# PÁGINA
——

Y hoy, cada vez que llueve, pienso: “Sólo alguien como vos
hubiera podido terminar al lado de alguien como la abuela, que era un incendio
viviente”, y me río. Y la extraño.
Y es que sí, siempre admiré a esa gente agua. Los observé
largo y tendido, con toda mi atención y con todo el deseo de aprender su
secreto, esa técnica –si es que la había- para vivir con esa calma y para
calmar a los demás, con la sencilla acción de su presencia.
No es que no conociera ese estado, pero… ¿cómo hacían para
mantenerlo?- me preguntaba- ¿o cómo hacen para recuperarlo tan rápido cuando lo
perdían…?
Pero no pensaba en la gente que medita, se fuma un porro o
en los que acuden a algún truco para bajar un cambio; pensaba en esa gente que
ya es así…
Y así fui llegando a la idea de que, quizás, ya nacemos con
ciertas propensidades. Andá a saber si posta es por una cuestión astrológica,
el exceso de azúcar en las bebidas que tomamos desde siempre, la locura de la
vida capitalista, o si de bebé me caí de cabeza al piso y desde ahí quedé
defectuoso; pero la onda es que con el tiempo me fue llamando cada vez más la
atención esa “propensidad” natural (← también con comillas) que nos veo a las
personas, de ser de una u otra forma, a lo largo de nuestras vidas.
Pero no propensidades tipo un destino inevitable, onda: “Soy
propenso a ser un gil, a dejarme pisotear y a vivir en la caca para siempre,
porque, uh, soy una "persona agua", y aguante el misticismo”... NO, o al menos no es
lo que yo creo, y no es a lo que me refiero.
Me refiero sencillamente, a cómo veo dos grandes perfiles en
la gente: calma y movimiento. Pero ya después el tipo de valoración de cada
perfil varía, por supuesto, porque hay personas tranquilas, y también personas
extremadamente indiferentes ante aparentemente todo; de la misma forma que hay
personas inquietas, y personas directamente incendiarias; y ni hablar de todas
las combinaciones posibles, que ha de haber una por cada ser humano; y más allá,
también, de esa ilusión de “equilibrio” que muchos perseguimos.

——

(Entradas de señalamiento de objetos etiquetados)
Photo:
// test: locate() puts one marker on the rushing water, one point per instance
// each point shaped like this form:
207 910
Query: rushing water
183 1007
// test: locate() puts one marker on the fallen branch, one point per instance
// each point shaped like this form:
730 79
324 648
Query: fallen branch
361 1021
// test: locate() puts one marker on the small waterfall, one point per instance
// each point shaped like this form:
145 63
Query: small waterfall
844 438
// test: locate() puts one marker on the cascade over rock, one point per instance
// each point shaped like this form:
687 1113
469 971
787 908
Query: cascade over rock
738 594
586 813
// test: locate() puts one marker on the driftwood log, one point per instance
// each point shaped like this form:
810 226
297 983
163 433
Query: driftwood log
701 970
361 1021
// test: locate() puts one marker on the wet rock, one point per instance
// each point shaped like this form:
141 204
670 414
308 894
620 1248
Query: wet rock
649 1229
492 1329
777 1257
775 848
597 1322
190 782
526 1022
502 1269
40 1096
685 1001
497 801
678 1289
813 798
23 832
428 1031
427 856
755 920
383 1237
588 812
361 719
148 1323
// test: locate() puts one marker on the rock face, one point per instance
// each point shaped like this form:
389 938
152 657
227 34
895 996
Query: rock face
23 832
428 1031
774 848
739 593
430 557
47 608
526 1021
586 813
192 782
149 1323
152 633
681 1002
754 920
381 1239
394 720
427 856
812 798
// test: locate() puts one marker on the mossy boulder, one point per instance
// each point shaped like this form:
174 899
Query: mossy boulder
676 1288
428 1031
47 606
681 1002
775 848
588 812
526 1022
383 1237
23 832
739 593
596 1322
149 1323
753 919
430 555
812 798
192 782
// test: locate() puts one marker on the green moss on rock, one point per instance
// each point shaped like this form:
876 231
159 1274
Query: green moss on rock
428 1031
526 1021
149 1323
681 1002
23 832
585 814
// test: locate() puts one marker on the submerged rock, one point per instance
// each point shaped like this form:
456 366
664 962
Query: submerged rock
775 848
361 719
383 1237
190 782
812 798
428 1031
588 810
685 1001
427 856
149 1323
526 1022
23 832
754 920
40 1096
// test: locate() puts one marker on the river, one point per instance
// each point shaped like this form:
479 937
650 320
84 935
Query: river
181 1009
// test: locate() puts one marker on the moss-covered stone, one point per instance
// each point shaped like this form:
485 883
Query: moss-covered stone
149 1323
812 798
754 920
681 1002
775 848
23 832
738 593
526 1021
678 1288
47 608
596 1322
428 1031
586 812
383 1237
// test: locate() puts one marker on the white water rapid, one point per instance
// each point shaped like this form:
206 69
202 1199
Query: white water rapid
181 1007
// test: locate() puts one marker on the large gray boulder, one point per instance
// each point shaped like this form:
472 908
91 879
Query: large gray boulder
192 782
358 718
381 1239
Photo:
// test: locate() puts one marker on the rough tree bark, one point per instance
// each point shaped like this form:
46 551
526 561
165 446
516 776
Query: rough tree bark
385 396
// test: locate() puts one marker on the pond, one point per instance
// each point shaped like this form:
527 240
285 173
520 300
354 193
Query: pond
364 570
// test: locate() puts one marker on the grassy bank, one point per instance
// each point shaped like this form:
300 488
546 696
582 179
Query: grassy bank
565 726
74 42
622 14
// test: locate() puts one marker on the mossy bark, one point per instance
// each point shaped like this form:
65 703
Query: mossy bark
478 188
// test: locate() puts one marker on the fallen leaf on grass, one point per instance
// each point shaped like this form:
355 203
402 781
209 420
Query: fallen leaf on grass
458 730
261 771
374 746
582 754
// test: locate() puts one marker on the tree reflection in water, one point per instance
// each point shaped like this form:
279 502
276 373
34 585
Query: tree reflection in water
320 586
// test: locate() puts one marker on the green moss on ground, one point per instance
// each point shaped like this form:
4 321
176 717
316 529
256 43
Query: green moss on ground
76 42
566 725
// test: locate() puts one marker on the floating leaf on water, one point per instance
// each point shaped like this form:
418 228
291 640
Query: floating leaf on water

——

# PROBLEMA BREVE 1
Reescribe en forma de lista el párrafo del texto sobre la gente agua que empieza con "Me refiero sencillamente", sin perder sus datos principales.
# PROBLEMA BREVE 2
Prosigue el texto sobre la gente agua a partir de su última oración.

# RESULTADO DEL EJERCICIO 1
- Veo dos grandes perfiles en la gente: calma y movimiento.
- La valoración de cada perfil varía.
- Del lado de la calma hay personas tranquilas y otras extremadamente indiferentes ante aparentemente todo.
- Del lado del movimiento hay personas inquietas y otras directamente incendiarias.
- Existen todas las combinaciones posibles, seguramente una por cada ser humano.
- Aparte está la ilusión de "equilibrio" que muchos perseguimos.

# RESULTADO DEL EJERCICIO 2
Entonces, así como fui llegando a esa idea de propensidades,
también fui llegando a la idea de que por mucho que admire a ese gente agua,
por mucho que admire y valore sus formas de ser; yo soy diferente… yo soy
fuego.
Durante muchísimo tiempo me lo negué, me daba vergüenza, me
daba remordimiento, porque la única forma de ser fuego que conocía era el calor del
enojo constante, la fiebre de los celos, la tibieza del “vivir porque hay que
vivir”, porque “qué van a decir de mí si me mato…?”, la autoflagelación del
rencor, y el asco abrasador de cada quemadura que causé, las cicatrices
ardientes de la culpa…
Por eso envidiaba a ese otro elemento… Como si el agua no
pudiera ahogar, como si la humedad no pudiera pudrir, como si los diluvios no
fueran también un peligro….
Como ya dije, siempre admiré a la gente agua, incluso me
enamoré varias veces de gente así. Es más, la mayoría de mis relaciones, las
más duraderas, fueron con personas de este perfil. Y eventualmente, cada uno
vibró en el peor lugar de su “propensidad”, y el agua se evaporó o el fuego se
apagó, y la historia llegó a su fin.
… Hace muy poco que empecé a aceptar mi propia propensidad,
y a buscar cómo construir desde el reconocerme como lo que soy, con la absoluta
fe de que se puede construir también desde este elemento, desde este perfil,
desde esta propensidad, desde el fuego.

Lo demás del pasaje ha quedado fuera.